INSTRUCTIONS TO FOLLOW:
Starting from the line containing "flower cluster and record integer pixel coordinates.", write out the rest of the entries exactly, through the final line, including nothing else.

** begin **

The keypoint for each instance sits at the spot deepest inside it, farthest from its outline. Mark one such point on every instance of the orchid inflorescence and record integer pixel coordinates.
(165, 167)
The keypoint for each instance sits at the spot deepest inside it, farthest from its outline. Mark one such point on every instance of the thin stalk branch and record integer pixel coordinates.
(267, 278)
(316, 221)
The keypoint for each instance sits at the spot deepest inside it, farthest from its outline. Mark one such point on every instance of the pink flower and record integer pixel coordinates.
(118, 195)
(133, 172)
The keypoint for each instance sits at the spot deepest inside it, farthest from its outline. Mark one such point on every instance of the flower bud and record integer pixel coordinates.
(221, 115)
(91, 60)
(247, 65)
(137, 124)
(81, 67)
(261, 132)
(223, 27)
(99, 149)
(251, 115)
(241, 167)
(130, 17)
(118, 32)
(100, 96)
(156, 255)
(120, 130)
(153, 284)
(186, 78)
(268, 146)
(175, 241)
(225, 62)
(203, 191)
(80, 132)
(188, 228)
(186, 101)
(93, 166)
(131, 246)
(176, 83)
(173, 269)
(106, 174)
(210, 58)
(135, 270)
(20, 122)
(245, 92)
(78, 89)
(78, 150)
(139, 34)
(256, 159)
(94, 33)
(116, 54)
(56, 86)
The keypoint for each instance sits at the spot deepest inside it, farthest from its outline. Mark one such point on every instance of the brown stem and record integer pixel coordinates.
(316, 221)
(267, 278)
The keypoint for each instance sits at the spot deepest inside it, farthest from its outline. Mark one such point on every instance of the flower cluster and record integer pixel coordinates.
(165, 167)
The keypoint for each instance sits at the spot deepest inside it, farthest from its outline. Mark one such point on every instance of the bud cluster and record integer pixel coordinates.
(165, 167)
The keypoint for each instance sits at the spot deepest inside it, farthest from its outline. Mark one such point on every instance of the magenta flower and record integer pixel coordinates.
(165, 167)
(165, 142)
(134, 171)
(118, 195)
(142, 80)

** end **

TASK ANSWER:
The keypoint for each instance sits at the spot deepest inside it, farthest from its outline. Mark one such point on every instance of the flower cluster and record integer pixel coordinates.
(165, 167)
The keypoint for each instance sits at the spot deepest inside it, farthest from its outline. Mark one such point on every instance of the bud cluster and record integer pixel coordinates.
(165, 167)
The keypoint for each instance sits at the spot deepest inside it, farthest from its outline. Mark one such point on every instance of the magenta flower and record integer pixel coordinates.
(165, 167)
(165, 142)
(134, 171)
(118, 195)
(142, 80)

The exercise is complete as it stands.